Records from a collection:
━━━━

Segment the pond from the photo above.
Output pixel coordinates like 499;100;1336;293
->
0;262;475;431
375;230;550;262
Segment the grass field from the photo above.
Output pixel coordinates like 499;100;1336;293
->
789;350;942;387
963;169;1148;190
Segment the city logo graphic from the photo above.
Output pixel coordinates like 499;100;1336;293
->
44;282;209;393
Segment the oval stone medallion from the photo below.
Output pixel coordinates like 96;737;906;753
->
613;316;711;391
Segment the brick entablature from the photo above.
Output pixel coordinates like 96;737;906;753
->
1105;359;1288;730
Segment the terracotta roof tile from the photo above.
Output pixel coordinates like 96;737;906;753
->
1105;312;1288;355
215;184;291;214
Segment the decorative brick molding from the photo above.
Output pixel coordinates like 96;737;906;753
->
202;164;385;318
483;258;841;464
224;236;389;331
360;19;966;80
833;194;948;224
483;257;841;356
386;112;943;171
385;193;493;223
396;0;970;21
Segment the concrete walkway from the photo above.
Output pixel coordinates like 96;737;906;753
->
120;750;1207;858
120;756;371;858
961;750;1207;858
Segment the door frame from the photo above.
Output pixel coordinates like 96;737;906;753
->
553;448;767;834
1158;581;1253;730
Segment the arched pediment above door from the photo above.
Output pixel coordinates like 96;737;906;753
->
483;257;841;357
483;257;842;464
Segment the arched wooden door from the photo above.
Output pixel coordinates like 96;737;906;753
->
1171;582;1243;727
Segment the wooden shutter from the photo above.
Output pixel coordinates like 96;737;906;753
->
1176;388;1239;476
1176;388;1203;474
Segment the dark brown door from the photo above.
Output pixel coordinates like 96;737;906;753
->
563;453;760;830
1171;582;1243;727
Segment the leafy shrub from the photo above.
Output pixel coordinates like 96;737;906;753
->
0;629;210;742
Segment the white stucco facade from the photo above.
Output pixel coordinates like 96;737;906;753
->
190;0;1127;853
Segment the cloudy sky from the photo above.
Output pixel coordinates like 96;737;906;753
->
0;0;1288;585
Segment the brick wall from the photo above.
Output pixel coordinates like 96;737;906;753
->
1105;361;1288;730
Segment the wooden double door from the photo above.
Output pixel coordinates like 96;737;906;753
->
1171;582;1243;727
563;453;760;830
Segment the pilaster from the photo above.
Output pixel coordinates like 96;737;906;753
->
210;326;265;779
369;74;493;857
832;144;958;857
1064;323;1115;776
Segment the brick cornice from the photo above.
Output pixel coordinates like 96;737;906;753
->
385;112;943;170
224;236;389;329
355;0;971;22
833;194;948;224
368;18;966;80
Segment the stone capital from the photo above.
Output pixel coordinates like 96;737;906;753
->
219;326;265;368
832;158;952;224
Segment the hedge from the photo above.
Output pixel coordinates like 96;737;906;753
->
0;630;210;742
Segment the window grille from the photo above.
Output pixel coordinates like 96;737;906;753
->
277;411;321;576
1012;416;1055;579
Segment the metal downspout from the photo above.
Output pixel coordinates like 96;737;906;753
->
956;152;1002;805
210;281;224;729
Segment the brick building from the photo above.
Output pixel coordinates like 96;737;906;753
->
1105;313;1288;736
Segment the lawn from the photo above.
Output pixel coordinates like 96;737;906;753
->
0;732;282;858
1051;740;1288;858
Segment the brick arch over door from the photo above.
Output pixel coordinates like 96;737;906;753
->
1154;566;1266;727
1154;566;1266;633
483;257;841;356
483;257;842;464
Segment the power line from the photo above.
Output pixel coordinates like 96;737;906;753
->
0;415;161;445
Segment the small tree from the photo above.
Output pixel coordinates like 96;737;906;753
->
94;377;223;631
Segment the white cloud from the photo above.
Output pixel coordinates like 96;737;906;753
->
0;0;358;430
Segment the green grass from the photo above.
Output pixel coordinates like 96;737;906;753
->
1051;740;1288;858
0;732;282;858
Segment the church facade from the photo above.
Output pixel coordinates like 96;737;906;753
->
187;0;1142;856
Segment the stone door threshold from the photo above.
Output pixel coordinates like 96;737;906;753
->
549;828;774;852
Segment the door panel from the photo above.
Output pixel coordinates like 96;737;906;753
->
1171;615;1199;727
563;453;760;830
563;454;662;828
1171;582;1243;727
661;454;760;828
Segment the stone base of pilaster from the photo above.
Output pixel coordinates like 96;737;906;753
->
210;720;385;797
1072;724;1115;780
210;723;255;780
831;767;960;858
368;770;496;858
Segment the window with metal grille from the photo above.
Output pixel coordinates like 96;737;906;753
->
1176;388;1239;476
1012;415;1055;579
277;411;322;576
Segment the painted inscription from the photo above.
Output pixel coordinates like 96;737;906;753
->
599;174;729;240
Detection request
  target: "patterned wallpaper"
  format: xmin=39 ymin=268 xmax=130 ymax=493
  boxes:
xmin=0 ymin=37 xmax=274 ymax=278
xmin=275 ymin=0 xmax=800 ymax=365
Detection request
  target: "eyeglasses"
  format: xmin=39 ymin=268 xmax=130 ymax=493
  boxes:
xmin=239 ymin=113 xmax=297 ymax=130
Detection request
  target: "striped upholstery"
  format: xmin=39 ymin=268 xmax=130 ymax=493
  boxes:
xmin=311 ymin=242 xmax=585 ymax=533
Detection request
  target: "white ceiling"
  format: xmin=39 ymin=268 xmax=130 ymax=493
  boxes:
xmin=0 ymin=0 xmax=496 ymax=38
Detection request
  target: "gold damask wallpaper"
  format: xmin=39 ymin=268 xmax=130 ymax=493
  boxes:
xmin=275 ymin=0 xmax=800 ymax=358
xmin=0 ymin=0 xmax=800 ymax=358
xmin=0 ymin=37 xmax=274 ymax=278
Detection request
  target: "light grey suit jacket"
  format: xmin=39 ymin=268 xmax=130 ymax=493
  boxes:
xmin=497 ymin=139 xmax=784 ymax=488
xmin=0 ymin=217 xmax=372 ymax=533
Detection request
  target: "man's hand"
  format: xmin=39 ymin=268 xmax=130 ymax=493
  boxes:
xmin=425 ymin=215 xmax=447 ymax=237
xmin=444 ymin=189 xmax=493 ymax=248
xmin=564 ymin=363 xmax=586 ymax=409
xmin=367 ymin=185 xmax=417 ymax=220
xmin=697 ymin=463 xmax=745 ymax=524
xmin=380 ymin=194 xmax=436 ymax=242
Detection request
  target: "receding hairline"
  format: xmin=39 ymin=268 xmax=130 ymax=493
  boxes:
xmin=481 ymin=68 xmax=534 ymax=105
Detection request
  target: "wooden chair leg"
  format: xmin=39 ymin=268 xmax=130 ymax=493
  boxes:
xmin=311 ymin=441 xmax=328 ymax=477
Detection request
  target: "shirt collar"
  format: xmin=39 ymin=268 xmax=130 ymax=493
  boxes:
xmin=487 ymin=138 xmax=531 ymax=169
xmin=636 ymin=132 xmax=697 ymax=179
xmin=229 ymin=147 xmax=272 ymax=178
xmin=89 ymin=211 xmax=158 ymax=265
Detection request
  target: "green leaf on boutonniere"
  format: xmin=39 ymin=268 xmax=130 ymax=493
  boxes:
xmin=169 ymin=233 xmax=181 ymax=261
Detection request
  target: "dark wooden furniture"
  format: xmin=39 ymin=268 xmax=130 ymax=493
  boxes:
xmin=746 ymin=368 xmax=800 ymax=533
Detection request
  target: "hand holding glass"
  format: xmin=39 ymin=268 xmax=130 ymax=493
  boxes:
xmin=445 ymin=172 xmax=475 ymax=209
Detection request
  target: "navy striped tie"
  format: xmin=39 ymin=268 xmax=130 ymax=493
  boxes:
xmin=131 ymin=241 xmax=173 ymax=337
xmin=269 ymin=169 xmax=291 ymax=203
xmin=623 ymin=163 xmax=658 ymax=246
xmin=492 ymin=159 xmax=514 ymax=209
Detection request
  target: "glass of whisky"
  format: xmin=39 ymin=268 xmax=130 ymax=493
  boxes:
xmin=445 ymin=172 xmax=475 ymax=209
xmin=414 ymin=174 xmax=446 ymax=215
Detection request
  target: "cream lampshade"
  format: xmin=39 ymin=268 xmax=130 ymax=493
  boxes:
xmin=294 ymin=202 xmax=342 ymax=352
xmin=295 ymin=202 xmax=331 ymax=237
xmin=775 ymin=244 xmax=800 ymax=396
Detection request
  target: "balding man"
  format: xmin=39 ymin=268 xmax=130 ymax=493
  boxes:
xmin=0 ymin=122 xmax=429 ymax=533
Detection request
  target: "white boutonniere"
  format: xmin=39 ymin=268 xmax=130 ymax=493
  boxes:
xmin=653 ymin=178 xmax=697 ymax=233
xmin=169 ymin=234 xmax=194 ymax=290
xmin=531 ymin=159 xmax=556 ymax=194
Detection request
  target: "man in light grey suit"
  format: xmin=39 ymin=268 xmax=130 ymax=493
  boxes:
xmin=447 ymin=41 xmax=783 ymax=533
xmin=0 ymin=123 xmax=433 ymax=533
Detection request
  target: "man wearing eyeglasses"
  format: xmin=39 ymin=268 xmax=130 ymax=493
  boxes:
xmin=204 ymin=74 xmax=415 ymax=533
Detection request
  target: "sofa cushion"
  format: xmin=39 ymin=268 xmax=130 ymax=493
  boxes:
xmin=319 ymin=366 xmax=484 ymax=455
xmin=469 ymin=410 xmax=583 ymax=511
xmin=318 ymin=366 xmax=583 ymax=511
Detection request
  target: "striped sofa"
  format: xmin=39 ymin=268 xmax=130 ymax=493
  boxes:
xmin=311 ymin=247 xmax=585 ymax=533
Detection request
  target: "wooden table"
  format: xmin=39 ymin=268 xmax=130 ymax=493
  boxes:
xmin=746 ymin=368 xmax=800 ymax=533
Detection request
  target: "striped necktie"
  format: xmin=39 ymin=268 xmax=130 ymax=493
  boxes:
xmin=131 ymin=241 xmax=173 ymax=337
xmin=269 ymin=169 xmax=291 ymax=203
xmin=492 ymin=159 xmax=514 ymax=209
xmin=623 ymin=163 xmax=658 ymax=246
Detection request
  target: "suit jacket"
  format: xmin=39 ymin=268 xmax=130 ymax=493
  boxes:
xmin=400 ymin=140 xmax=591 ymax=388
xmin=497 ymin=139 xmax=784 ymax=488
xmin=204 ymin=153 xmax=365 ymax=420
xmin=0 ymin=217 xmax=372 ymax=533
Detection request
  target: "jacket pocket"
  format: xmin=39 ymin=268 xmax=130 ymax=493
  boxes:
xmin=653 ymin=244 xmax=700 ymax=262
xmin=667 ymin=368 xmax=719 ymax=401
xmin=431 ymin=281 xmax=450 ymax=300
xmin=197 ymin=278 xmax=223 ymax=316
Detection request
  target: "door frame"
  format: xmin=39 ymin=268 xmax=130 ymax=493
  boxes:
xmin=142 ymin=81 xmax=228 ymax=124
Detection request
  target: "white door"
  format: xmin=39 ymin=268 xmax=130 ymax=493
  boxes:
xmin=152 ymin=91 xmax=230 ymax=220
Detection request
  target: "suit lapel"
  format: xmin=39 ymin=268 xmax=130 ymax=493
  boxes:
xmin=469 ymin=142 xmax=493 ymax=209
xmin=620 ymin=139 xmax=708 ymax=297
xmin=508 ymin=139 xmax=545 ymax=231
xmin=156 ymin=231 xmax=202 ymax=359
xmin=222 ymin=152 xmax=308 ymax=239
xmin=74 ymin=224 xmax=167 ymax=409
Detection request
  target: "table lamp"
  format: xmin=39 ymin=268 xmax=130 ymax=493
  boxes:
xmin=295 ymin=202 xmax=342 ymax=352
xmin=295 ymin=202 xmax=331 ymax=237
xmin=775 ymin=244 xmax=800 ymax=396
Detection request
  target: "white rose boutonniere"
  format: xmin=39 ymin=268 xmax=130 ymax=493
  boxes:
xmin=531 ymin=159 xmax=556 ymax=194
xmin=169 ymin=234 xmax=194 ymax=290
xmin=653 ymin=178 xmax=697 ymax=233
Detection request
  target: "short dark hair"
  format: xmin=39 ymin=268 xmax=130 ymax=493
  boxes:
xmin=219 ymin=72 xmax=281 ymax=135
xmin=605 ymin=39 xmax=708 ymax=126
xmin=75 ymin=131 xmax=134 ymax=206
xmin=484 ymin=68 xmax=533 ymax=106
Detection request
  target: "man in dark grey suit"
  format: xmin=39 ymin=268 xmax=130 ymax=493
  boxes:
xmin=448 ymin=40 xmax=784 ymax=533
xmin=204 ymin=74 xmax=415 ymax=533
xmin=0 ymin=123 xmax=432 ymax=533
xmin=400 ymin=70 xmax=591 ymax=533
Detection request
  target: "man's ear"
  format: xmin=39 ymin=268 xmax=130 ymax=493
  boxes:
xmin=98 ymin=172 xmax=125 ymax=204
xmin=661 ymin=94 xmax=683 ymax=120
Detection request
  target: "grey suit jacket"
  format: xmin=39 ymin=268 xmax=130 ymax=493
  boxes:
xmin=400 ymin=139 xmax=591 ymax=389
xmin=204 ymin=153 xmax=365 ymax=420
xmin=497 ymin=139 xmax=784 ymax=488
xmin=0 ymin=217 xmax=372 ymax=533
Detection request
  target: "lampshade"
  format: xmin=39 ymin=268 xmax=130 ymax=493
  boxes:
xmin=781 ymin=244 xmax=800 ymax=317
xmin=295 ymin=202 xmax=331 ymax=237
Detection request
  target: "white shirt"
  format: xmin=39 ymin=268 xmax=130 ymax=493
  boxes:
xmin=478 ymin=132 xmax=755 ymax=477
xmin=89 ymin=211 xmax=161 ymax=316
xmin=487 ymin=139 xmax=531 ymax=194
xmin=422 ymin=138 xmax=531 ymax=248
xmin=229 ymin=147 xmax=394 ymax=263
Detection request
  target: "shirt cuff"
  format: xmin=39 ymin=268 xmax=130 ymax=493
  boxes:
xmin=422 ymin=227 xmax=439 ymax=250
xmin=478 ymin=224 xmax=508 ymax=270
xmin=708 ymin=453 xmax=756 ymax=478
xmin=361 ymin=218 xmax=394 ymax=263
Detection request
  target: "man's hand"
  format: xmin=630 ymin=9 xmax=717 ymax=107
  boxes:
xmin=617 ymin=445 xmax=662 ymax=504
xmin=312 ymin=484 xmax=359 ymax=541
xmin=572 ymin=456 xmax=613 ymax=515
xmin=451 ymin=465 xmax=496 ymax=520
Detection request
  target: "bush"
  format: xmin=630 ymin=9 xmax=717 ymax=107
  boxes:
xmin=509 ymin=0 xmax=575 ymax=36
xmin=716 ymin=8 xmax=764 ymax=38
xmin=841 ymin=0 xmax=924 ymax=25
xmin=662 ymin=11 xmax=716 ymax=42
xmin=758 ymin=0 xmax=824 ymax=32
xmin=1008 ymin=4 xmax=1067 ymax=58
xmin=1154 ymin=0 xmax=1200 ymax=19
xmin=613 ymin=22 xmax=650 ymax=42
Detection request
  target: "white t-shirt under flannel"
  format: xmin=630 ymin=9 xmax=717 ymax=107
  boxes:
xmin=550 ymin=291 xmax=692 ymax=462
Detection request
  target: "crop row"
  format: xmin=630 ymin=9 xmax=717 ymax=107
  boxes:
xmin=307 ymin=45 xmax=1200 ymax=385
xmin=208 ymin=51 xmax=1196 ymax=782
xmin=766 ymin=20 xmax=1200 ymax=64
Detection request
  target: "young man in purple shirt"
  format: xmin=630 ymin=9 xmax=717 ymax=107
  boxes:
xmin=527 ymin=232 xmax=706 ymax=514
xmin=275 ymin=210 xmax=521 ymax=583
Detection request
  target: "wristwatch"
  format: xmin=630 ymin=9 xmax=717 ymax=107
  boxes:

━━━━

Pull out every line of the listing above that contains the word "facade".

» **REPLY TO THE TASK**
Segment the white stucco facade from the photo above.
Segment the church facade from the photo above.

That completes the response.